The ROI on the purchase and installation of a robotic system is typically realized in less than two years, when factoring in these benefits plus the savings on labor, net of that needed to program and operate the system. With the hourly operating cost (mostly electricity) of a robot at or below 60′/hour, the variable costs, including periodic maintenance, are astonishingly low. And, once the ROI is achieved the savings add up quickly.
Diecasting provides a good example of how a manufacturer can benefit from robotic automation. Robotic unloading of diecastings is common, and automating the secondary processes, though more involved, provides even greater efficiency by improving quality and reducing labor costs. Trimming, cutting, removing gates and flash, grinding and polishing – all of these processes can be performed by robots with higher yield and higher quality than manual operations.
Through one of two basic cell designs diecasters can deploy flexible cells capable of handling a mix of parts, which can be moved from dies into cells dedicated to gate and flash removal, grinding, polishing and packing. Or, multi-function cells can be organized around each diecasting machine, with each part unloaded and, in a single cell, taken through all the secondary processes as needed.
━━━━━━━━━━
- _INSTRUCTIONS TO FOLLOW_
Rewrite the stretch of the passage on robotic automation from "Diecasting provides a" through "processes as needed.", changing "polishing" to "buffing". The records have no connection to the text.

(Items stored from a collection)
━━━━━━━━━━
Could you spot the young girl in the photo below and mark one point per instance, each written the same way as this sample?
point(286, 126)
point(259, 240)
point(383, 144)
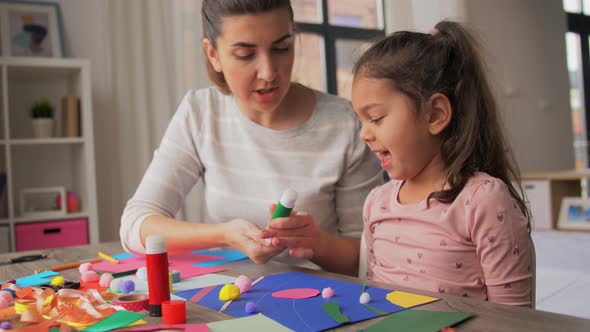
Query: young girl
point(249, 138)
point(450, 220)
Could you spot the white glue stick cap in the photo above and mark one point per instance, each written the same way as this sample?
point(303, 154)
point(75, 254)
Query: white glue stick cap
point(288, 198)
point(155, 244)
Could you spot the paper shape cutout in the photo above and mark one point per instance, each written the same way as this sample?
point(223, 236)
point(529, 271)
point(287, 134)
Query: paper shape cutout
point(202, 327)
point(227, 256)
point(36, 279)
point(116, 320)
point(259, 323)
point(408, 300)
point(413, 320)
point(333, 309)
point(304, 314)
point(296, 293)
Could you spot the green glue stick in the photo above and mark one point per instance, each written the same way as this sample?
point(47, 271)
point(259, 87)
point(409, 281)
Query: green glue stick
point(286, 204)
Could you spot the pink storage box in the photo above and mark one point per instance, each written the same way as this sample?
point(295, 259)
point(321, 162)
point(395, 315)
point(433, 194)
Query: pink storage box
point(51, 234)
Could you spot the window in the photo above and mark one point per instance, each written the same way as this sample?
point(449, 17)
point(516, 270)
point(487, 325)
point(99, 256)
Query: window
point(332, 35)
point(578, 63)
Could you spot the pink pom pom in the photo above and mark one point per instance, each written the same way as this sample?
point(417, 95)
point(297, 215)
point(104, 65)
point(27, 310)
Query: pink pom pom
point(244, 283)
point(89, 276)
point(85, 267)
point(6, 295)
point(327, 293)
point(105, 280)
point(4, 303)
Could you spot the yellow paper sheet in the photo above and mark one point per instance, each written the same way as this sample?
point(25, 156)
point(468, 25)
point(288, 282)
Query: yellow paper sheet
point(408, 300)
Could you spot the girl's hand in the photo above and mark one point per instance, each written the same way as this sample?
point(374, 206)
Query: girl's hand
point(244, 236)
point(299, 233)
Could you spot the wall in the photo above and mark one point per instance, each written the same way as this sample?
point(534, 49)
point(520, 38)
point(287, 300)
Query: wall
point(525, 46)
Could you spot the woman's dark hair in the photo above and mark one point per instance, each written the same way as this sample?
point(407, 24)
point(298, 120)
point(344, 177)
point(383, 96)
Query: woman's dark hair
point(212, 13)
point(446, 61)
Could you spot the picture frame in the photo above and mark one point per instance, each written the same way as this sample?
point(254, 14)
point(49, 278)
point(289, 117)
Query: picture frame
point(29, 28)
point(43, 202)
point(574, 214)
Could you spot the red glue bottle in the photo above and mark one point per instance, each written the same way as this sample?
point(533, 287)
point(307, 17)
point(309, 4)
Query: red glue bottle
point(156, 258)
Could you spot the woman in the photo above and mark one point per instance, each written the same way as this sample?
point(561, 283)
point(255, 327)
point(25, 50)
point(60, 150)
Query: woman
point(250, 137)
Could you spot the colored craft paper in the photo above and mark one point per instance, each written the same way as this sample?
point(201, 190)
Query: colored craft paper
point(116, 320)
point(296, 293)
point(258, 323)
point(227, 256)
point(408, 300)
point(304, 314)
point(176, 327)
point(333, 309)
point(413, 320)
point(36, 279)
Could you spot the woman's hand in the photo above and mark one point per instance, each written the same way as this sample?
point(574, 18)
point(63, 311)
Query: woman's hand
point(244, 236)
point(299, 233)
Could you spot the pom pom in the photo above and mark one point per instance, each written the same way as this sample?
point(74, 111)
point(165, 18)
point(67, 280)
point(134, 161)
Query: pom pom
point(116, 285)
point(327, 293)
point(244, 283)
point(127, 286)
point(365, 298)
point(105, 280)
point(85, 267)
point(11, 291)
point(6, 295)
point(4, 303)
point(250, 307)
point(229, 292)
point(141, 273)
point(58, 281)
point(89, 276)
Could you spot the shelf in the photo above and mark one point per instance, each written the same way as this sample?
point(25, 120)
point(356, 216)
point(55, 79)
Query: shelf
point(20, 220)
point(38, 141)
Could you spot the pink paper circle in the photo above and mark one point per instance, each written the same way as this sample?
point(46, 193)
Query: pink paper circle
point(296, 293)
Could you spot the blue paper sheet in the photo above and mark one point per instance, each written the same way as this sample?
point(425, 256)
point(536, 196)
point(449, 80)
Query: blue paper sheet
point(303, 314)
point(36, 279)
point(225, 257)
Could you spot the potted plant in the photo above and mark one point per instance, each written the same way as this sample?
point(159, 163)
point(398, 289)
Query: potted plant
point(42, 113)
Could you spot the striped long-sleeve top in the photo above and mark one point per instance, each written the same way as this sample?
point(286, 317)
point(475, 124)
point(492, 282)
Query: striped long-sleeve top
point(245, 167)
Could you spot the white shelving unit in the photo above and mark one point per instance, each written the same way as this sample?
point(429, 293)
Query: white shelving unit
point(29, 162)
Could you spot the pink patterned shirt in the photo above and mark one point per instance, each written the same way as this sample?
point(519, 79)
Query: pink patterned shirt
point(478, 246)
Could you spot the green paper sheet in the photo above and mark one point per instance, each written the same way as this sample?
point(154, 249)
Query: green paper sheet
point(413, 320)
point(333, 310)
point(258, 323)
point(118, 319)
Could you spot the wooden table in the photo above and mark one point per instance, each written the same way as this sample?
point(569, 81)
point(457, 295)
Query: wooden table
point(489, 316)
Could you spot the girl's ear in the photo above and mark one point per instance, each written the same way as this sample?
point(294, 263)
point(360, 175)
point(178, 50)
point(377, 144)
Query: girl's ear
point(212, 55)
point(440, 113)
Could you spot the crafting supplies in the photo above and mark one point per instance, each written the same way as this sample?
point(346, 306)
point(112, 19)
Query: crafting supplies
point(286, 204)
point(174, 312)
point(157, 267)
point(132, 302)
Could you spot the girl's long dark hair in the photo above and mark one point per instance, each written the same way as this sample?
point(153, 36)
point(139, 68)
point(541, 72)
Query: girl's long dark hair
point(446, 61)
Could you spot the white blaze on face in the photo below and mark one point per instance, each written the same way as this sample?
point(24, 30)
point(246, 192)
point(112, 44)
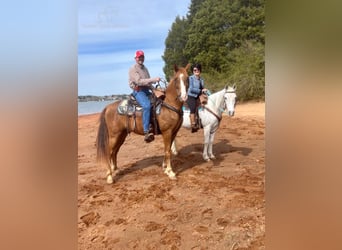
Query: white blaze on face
point(230, 99)
point(183, 89)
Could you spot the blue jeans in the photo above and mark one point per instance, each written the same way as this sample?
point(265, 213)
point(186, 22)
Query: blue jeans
point(142, 97)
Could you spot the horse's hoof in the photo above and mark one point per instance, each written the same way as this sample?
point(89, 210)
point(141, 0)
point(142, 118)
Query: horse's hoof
point(109, 179)
point(170, 174)
point(174, 178)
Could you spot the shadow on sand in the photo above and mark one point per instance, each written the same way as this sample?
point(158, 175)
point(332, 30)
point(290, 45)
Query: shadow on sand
point(188, 157)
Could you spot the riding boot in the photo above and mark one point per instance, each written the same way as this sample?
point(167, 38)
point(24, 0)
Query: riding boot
point(194, 126)
point(148, 137)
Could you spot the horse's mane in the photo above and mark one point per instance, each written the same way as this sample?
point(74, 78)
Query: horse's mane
point(216, 98)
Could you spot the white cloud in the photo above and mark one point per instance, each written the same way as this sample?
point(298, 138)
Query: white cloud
point(109, 34)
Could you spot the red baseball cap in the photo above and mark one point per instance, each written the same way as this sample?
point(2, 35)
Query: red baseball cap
point(139, 53)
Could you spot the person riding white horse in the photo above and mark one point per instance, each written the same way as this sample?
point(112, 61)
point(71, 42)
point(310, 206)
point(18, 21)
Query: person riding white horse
point(210, 117)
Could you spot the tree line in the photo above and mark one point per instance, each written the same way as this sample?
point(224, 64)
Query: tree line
point(228, 38)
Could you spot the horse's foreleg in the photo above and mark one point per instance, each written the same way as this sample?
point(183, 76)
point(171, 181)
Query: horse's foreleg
point(112, 165)
point(206, 144)
point(174, 147)
point(168, 139)
point(210, 146)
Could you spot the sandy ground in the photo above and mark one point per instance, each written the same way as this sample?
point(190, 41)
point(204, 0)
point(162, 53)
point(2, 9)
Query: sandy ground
point(212, 205)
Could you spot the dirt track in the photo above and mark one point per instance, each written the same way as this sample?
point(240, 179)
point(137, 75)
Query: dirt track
point(213, 205)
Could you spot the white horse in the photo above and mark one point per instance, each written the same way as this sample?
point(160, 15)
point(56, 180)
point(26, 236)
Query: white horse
point(210, 117)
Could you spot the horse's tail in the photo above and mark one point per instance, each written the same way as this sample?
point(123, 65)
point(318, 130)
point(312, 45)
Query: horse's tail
point(102, 138)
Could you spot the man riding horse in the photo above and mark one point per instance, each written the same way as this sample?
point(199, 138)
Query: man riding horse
point(140, 82)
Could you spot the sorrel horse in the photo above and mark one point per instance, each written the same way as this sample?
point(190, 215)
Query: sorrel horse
point(210, 116)
point(114, 127)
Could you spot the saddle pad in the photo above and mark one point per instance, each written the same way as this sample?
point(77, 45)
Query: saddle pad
point(125, 107)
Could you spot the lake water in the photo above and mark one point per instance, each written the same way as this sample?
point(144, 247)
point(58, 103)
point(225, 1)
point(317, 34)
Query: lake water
point(92, 107)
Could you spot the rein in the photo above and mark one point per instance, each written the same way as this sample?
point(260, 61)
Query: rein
point(212, 112)
point(179, 112)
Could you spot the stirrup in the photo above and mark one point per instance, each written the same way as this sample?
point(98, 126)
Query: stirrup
point(194, 128)
point(149, 137)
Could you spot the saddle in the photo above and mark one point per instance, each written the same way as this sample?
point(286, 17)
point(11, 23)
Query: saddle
point(131, 109)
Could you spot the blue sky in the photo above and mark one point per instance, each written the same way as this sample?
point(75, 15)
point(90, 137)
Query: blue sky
point(109, 33)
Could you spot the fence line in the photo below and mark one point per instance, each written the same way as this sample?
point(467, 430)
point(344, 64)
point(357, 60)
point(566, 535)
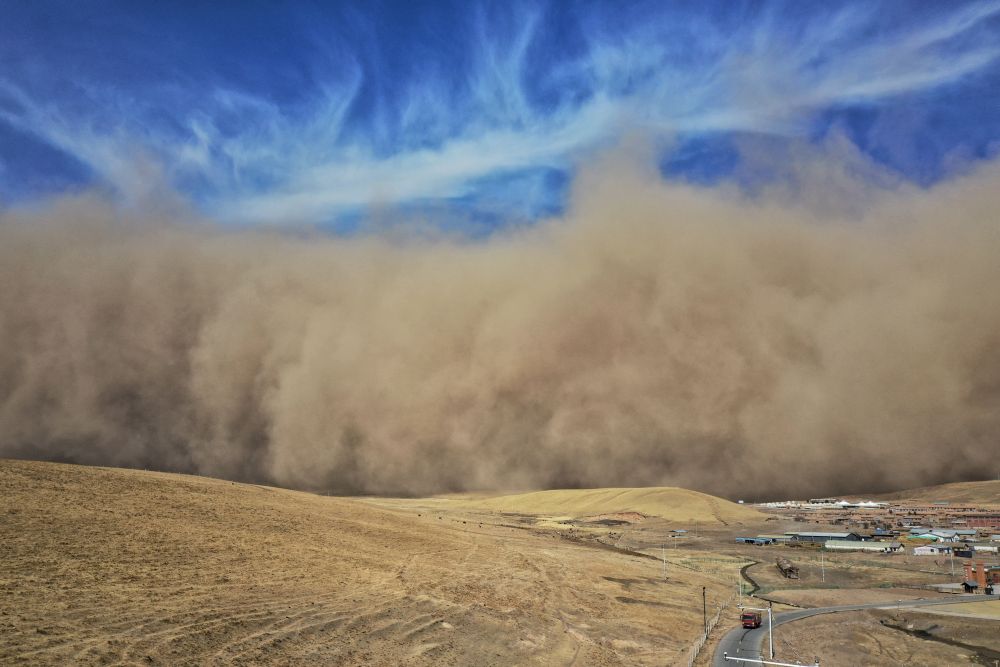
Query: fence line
point(712, 622)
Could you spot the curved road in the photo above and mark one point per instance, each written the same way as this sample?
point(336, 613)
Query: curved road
point(742, 643)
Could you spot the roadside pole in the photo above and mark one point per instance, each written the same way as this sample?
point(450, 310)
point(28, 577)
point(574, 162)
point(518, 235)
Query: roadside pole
point(704, 611)
point(770, 634)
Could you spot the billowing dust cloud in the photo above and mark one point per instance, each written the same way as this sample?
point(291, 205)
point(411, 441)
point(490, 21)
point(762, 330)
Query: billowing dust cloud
point(656, 334)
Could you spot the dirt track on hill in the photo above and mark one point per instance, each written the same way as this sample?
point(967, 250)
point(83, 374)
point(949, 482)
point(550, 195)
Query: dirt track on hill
point(106, 566)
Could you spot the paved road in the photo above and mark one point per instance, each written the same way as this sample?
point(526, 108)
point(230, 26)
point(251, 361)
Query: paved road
point(742, 643)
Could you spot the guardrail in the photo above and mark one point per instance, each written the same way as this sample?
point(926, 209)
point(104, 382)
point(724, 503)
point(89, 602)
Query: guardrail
point(700, 642)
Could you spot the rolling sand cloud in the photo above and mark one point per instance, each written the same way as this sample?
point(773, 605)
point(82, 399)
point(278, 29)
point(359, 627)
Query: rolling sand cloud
point(655, 334)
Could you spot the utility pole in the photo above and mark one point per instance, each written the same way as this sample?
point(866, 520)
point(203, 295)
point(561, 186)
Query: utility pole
point(704, 611)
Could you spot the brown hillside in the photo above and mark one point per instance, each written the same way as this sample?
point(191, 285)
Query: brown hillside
point(106, 566)
point(972, 493)
point(670, 503)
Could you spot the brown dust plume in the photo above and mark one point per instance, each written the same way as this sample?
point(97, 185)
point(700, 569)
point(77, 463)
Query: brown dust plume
point(780, 344)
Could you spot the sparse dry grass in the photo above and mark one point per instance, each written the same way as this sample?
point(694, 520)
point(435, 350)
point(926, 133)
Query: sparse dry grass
point(860, 639)
point(105, 566)
point(669, 503)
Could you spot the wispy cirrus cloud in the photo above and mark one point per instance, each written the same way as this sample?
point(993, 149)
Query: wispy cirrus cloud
point(498, 94)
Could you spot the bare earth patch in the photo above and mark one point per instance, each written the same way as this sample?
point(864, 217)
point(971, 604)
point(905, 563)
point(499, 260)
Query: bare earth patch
point(105, 566)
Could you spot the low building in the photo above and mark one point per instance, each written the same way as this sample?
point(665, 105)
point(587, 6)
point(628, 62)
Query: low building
point(931, 550)
point(853, 545)
point(821, 538)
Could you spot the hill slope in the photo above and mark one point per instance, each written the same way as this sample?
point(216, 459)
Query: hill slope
point(971, 493)
point(670, 503)
point(106, 566)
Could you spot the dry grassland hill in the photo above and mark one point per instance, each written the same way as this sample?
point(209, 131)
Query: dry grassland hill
point(964, 493)
point(105, 566)
point(670, 503)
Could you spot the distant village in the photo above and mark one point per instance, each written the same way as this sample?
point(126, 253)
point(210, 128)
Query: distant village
point(937, 529)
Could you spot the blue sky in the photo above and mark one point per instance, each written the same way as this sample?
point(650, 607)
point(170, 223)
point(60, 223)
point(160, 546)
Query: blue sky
point(314, 113)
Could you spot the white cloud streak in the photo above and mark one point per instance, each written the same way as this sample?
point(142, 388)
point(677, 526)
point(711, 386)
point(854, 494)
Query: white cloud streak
point(308, 164)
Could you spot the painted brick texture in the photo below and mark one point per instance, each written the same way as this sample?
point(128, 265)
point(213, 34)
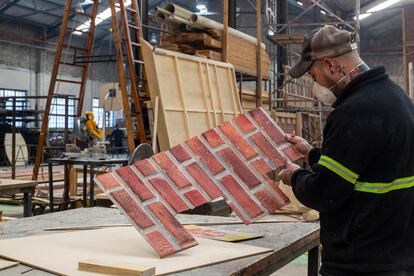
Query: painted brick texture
point(235, 160)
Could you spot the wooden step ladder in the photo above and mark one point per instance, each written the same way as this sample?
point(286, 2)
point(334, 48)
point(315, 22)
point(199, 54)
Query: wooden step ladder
point(126, 39)
point(64, 28)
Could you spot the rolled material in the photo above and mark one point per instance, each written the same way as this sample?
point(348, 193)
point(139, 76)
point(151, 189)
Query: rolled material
point(178, 11)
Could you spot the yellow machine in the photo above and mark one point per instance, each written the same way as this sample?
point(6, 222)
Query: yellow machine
point(92, 127)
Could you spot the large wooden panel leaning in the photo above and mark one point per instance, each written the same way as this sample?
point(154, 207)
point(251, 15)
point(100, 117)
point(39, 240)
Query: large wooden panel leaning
point(195, 94)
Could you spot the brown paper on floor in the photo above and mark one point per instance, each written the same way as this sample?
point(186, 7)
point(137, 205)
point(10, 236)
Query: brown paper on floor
point(295, 206)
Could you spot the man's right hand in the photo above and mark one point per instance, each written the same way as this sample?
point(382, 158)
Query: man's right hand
point(301, 144)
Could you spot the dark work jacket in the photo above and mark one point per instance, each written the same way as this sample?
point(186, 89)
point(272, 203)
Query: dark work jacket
point(362, 180)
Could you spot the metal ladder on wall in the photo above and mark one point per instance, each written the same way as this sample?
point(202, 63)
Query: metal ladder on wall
point(119, 45)
point(55, 70)
point(124, 41)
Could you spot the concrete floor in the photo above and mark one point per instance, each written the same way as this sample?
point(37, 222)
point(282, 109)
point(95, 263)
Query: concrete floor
point(298, 267)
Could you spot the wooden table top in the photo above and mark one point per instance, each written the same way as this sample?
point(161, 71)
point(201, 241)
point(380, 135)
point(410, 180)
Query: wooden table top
point(9, 184)
point(288, 239)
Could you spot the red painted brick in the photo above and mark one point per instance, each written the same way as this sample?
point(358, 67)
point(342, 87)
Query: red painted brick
point(244, 124)
point(132, 209)
point(195, 197)
point(132, 180)
point(145, 167)
point(107, 180)
point(268, 125)
point(171, 170)
point(213, 138)
point(205, 155)
point(203, 180)
point(168, 194)
point(267, 200)
point(264, 170)
point(292, 153)
point(180, 153)
point(171, 224)
point(267, 149)
point(241, 196)
point(237, 140)
point(239, 167)
point(160, 243)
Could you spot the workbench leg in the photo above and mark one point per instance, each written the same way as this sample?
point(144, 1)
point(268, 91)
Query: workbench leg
point(314, 260)
point(66, 198)
point(27, 204)
point(84, 185)
point(50, 173)
point(92, 187)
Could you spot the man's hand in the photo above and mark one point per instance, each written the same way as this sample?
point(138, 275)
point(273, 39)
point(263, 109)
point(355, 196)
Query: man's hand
point(301, 144)
point(286, 174)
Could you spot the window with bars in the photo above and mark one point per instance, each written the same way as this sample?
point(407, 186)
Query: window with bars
point(99, 115)
point(7, 103)
point(57, 115)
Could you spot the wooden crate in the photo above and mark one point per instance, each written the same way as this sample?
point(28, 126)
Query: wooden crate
point(195, 94)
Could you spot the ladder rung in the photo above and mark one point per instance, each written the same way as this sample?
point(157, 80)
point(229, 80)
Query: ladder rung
point(133, 26)
point(69, 81)
point(70, 64)
point(75, 47)
point(83, 13)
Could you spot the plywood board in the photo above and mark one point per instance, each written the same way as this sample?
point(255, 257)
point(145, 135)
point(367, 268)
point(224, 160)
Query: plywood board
point(62, 252)
point(195, 93)
point(21, 148)
point(7, 264)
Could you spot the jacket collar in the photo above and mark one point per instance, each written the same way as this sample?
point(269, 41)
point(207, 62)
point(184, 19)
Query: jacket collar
point(375, 74)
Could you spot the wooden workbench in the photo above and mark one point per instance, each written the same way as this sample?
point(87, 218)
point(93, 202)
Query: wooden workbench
point(17, 186)
point(288, 239)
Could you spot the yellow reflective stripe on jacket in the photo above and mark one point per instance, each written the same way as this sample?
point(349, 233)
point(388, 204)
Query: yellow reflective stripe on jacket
point(369, 187)
point(382, 188)
point(339, 169)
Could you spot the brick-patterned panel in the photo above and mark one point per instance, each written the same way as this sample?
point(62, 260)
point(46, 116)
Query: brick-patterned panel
point(134, 183)
point(234, 160)
point(168, 193)
point(180, 153)
point(237, 140)
point(239, 167)
point(171, 170)
point(267, 149)
point(243, 198)
point(203, 180)
point(202, 152)
point(145, 167)
point(132, 209)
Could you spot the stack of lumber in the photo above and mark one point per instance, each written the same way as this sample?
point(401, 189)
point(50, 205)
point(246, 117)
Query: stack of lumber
point(200, 36)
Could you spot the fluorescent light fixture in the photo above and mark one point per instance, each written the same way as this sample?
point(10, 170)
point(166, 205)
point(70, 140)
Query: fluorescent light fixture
point(99, 19)
point(363, 15)
point(383, 5)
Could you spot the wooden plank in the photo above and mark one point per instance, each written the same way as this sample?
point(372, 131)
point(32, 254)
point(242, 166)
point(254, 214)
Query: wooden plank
point(132, 269)
point(7, 264)
point(116, 245)
point(192, 92)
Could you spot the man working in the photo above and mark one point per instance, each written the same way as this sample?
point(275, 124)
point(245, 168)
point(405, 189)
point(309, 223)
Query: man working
point(362, 180)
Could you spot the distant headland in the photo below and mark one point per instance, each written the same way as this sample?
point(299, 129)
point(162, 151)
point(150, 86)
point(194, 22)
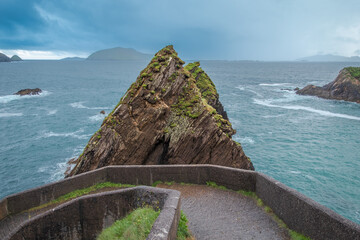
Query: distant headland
━━━━━━━━━━
- _OUTPUT_
Diecasting provides a good example of how a manufacturer can benefit from robotic automation. Robotic unloading of diecastings is common, and automating the secondary processes, though more involved, provides even greater efficiency by improving quality and reducing labor costs. Trimming, cutting, removing gates and flash, grinding and buffing – all of these processes can be performed by robots with higher yield and higher quality than manual operations.
Through one of two basic cell designs diecasters can deploy flexible cells capable of handling a mix of parts, which can be moved from dies into cells dedicated to gate and flash removal, grinding, buffing and packing. Or, multi-function cells can be organized around each diecasting machine, with each part unloaded and, in a single cell, taken through all the secondary processes as needed.